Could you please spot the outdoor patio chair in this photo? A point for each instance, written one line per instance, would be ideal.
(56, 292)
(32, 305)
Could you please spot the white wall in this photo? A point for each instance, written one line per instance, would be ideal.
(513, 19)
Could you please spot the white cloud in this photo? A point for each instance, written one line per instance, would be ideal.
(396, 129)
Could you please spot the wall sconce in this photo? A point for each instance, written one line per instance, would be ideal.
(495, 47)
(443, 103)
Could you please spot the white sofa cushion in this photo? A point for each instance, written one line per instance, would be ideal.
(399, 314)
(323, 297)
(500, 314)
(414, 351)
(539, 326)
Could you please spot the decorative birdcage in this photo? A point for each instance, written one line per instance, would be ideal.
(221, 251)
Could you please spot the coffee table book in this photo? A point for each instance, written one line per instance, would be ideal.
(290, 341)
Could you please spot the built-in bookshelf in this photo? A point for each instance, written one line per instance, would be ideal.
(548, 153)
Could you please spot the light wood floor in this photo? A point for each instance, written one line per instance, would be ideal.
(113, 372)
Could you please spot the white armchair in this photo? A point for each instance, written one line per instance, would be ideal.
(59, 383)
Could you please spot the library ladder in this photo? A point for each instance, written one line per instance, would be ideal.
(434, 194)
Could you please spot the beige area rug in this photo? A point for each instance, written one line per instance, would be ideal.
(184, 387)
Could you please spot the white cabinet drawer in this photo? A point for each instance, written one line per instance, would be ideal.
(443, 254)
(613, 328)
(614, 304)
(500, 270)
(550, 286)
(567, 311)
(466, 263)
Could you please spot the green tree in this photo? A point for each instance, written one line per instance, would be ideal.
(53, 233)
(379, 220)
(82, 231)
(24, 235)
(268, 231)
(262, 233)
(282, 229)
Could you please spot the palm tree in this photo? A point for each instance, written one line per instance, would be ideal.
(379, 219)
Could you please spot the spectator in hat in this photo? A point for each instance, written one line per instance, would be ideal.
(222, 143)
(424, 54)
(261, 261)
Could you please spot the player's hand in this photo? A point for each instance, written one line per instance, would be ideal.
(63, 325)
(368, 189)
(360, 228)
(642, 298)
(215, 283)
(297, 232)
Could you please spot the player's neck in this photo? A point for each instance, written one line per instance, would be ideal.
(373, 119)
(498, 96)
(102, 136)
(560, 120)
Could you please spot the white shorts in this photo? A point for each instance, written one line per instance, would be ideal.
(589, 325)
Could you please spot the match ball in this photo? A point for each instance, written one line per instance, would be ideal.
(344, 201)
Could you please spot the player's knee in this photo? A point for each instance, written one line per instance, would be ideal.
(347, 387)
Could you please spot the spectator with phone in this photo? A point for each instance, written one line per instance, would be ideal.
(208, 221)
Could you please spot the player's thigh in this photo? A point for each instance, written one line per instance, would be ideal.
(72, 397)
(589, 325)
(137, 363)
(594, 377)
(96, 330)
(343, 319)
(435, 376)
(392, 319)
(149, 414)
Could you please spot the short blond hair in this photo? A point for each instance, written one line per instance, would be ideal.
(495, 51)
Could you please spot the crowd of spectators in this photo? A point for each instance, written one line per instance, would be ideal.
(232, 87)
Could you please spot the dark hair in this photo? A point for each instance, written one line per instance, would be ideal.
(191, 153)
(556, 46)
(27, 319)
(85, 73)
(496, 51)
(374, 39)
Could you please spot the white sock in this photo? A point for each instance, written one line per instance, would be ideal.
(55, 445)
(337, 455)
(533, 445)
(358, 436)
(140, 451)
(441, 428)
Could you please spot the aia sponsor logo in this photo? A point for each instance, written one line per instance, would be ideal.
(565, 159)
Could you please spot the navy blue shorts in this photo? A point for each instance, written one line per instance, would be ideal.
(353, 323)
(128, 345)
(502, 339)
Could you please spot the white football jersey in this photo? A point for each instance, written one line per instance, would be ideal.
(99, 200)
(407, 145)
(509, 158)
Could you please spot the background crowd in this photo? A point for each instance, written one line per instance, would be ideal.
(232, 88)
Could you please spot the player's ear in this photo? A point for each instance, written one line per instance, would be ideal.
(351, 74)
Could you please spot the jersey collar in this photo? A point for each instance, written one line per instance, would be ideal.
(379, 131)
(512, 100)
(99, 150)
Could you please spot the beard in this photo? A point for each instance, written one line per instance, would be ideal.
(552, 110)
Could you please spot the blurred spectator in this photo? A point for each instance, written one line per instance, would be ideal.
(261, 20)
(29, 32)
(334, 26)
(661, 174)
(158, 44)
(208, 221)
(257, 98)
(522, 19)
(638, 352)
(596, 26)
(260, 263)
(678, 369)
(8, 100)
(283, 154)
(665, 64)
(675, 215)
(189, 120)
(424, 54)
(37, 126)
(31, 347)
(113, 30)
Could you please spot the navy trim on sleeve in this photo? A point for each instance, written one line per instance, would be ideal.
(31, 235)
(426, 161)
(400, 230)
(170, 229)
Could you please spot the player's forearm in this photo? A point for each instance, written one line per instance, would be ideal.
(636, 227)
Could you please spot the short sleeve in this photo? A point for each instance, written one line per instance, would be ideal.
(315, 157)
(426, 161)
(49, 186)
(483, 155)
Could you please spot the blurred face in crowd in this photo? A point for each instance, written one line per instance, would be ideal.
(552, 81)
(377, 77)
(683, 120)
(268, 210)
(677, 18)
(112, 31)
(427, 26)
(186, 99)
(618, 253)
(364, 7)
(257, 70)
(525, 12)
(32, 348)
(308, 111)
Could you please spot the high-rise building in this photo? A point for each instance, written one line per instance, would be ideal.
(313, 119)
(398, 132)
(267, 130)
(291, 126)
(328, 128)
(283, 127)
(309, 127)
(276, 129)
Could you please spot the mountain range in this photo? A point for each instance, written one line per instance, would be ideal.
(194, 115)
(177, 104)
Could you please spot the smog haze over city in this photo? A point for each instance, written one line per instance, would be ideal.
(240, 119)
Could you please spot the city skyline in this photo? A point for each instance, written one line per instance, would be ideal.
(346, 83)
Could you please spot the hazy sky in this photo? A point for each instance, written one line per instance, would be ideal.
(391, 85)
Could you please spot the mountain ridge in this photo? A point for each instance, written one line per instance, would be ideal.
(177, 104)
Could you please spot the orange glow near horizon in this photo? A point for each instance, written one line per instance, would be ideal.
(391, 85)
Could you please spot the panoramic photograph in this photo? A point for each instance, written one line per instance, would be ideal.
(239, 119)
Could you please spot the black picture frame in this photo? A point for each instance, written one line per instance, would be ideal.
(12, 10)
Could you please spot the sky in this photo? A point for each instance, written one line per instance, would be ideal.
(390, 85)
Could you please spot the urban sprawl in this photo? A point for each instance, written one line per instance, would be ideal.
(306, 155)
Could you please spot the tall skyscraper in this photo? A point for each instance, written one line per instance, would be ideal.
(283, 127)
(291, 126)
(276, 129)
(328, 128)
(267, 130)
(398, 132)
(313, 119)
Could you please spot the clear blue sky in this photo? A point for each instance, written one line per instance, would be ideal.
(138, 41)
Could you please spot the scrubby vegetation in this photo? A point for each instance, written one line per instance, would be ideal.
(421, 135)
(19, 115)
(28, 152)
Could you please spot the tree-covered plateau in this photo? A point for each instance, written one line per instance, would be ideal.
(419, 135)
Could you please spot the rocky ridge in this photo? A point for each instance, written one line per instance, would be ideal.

+---+

◆ Exercise ◆
Set out the complete listing exactly as shown.

◆ Answer to this exercise ◆
Could you please spot the outdoor patio chair in this photo? A point for each instance, written one line per instance, would be ideal.
(56, 292)
(32, 305)
Could you please spot the white wall in this photo? A point for each instance, written one line per instance, would be ideal.
(513, 19)
Could you please spot the white cloud in this photo? A point for each instance, written one line per instance, would be ideal.
(396, 129)
Could you please spot the wall sconce in this photo? A point for each instance, written one line per instance, would be ideal.
(495, 47)
(443, 103)
Could you please spot the white sofa cushion in this photo? A point for each instance, written one line per instance, would be ideal.
(399, 314)
(323, 297)
(500, 314)
(414, 351)
(539, 326)
Could you please spot the decorative birdcage in this photo? A point for each instance, written one line per instance, would be ideal.
(221, 251)
Could you please spot the coffee table book in this photo? A point for each instance, written one line per instance, would be ideal.
(290, 341)
Could you please spot the built-in bookshelf in this photo? A point for each instance, written one line per instance, would be ideal.
(548, 153)
Could you please spot the light wood floor in this photo? A point for each instance, written one line per instance, would be ideal.
(113, 372)
Could you please spot the white armchair in this photo? A point for each instance, written one line per instance, would be ideal.
(59, 383)
Could you please spot the library ladder in this photo? A point for each instance, written one line per instance, would be ideal.
(434, 194)
Could you please spot the beige area rug in this photo? A point for each instance, written one line per instance, would be ideal.
(184, 387)
Could you please spot the white cabinet drawer in this photo? A point for each instance, written one line per instance, would be ideal.
(443, 254)
(613, 328)
(614, 304)
(500, 270)
(550, 286)
(567, 311)
(466, 263)
Could you please spot the green tree in this photo? A point for each instance, written one line per instance, would be ideal.
(53, 233)
(379, 220)
(82, 231)
(24, 235)
(268, 231)
(262, 233)
(282, 229)
Could you please spot the palm tree in this photo? A point for each instance, written one line per instance, would be ideal.
(379, 219)
Could you please spot the spectator in hat in this photo? A point for each instance, written one line per instance, would be ideal.
(222, 143)
(424, 54)
(261, 261)
Could you please spot the player's hand in this photo? A point for each instance, written one line per instance, would be ideal.
(63, 325)
(368, 189)
(360, 228)
(642, 298)
(215, 283)
(297, 232)
Could you please spot the player's neck in this photo? A point for each instance, written one line per instance, would be ideal.
(373, 119)
(498, 96)
(102, 136)
(560, 120)
Could you please spot the white shorts in this photo? A point for each instance, written one line per instance, would be ideal.
(589, 325)
Could you please spot the match ball in this photo? A point for each instance, written one line per instance, would be ideal.
(344, 201)
Could you please spot the player's knee in this photo? A point for each instance, written one line per instance, would be ideal.
(347, 387)
Could you please spot the spectator with phone in this photo? A point for each instance, written one line per instance, would be ideal.
(208, 221)
Could you please spot the player's thigh in this photo? A point for each instance, written one line per instance, would be ideal.
(72, 397)
(589, 325)
(137, 363)
(594, 377)
(96, 330)
(343, 319)
(435, 376)
(392, 319)
(149, 414)
Could you please spot the short blond hair in this photo? A point for each instance, written one line per instance, would be ideal.
(495, 51)
Could you please spot the crowd of spectators in this photo? A point for each instance, written one line per instance, would be ideal.
(232, 87)
Could you please spot the dark hair in this photo? A point for each instance, written one line per instance, would be ideal.
(191, 153)
(556, 46)
(27, 319)
(85, 73)
(496, 51)
(374, 39)
Could you please spot the white sock in this photo? A point for each instance, written one line per instance, would be ideal.
(55, 445)
(337, 455)
(533, 445)
(358, 436)
(140, 451)
(441, 428)
Could you please spot the aia sponsor logo in this photo? A point for each instance, written one line per instance, would be ideal.
(565, 159)
Could you please spot the navy blue shorts in this photo? A point for each instance, written one line per instance, would be ideal.
(353, 323)
(128, 345)
(502, 339)
Could you please spot the white football jersey in this photo? A point for each instance, written one line per instance, would be ideal.
(99, 200)
(407, 145)
(509, 158)
Could you please spot the background crowd in this photo? A point for each instance, written one line per instance, would be ideal.
(232, 88)
Could you please spot the player's ear in this photo? A point for each instance, written one line per instance, would be ideal.
(351, 74)
Could you please spot the jersey collar in this photo? A point for each instance, written one line per instance, would be ideal.
(379, 131)
(512, 100)
(99, 150)
Could you please spot the beard in this photo? A point for each instance, written one line per instance, would be ideal.
(552, 110)
Could you please spot the blurred spectator in this photo? A point for each instance, written one line per instance, would be ideal.
(261, 20)
(29, 32)
(334, 26)
(661, 174)
(158, 44)
(208, 221)
(257, 98)
(522, 19)
(638, 352)
(596, 26)
(260, 263)
(678, 369)
(8, 100)
(283, 154)
(665, 64)
(675, 215)
(189, 120)
(424, 54)
(37, 126)
(31, 347)
(113, 30)
Could you please spot the navy trim on sleeve in this photo? A point for each instance, written one line per instance, would be ideal.
(31, 235)
(426, 161)
(400, 230)
(170, 229)
Could you please spot the player's forearm in this photo? A point for each instance, written one line per instance, would be ideal.
(636, 227)
Could you please spot the short sleeve in this photo? A point for each instance, written one line per instance, would be ideal.
(315, 157)
(426, 161)
(49, 186)
(483, 155)
Could you please spot the blurred face in crowd in this photo? A point for each instance, written one line per instance, would be ideal.
(552, 81)
(377, 77)
(683, 120)
(268, 210)
(677, 18)
(112, 31)
(427, 26)
(186, 99)
(618, 253)
(364, 7)
(257, 70)
(525, 12)
(32, 348)
(308, 111)
Could you please spot the high-rise building in this photo? A point for each instance, written one line per instance, would be ideal.
(313, 119)
(398, 132)
(267, 130)
(291, 126)
(328, 128)
(283, 127)
(309, 127)
(276, 129)
Could you please spot the mountain range in this photo? A point for each instance, written one line per instance, would be ideal.
(194, 115)
(177, 104)
Could you please spot the smog haze over city in this photo? A point for each instance, written one line per instance, would be ideal.
(240, 119)
Could you please spot the city skyline in this photo? A point for each instance, written one line per instance, would be ideal.
(346, 83)
Could you please spot the hazy sky in this photo? A point for each instance, written one line per instance, would be ideal.
(391, 85)
Could you please spot the mountain ridge in this photo? A point for each instance, written one line per instance, would be ideal.
(177, 104)
Could you please spot the orange glow near horizon in this photo? A point for each instance, written one line per instance, would be ideal.
(391, 85)
Could you please spot the panoramic photograph in this photo? A point for each instance, written one line per instance, would be ideal.
(239, 119)
Could you please spot the black picture frame in this photo? A point for each instance, written one line per instance, would be ideal.
(12, 10)
Could you please spot the sky in this photo? A point for each instance, written one line per instance, would be ideal.
(390, 85)
Could you please spot the urban sprawl in this photo? A point for each instance, written one line per instance, would be ideal.
(306, 155)
Could you please spot the tall skyscraper in this photo? A point for each instance, written one line per instance, would be ideal.
(283, 127)
(291, 126)
(276, 129)
(328, 128)
(267, 130)
(398, 132)
(313, 119)
Could you please spot the clear blue sky in this photo? A point for each instance, written one line per instance, would be ideal.
(138, 41)
Could you please spot the scrubby vegetation in this photo? A point for each instance, written one line per instance, would be ideal.
(421, 135)
(19, 115)
(28, 152)
Could you please spot the tree-covered plateau in this photo? A point for each instance, written one line per instance, would be ideal.
(419, 135)
Could you please spot the rocky ridge in this photo? A point for each instance, written one line per instance, would be ideal.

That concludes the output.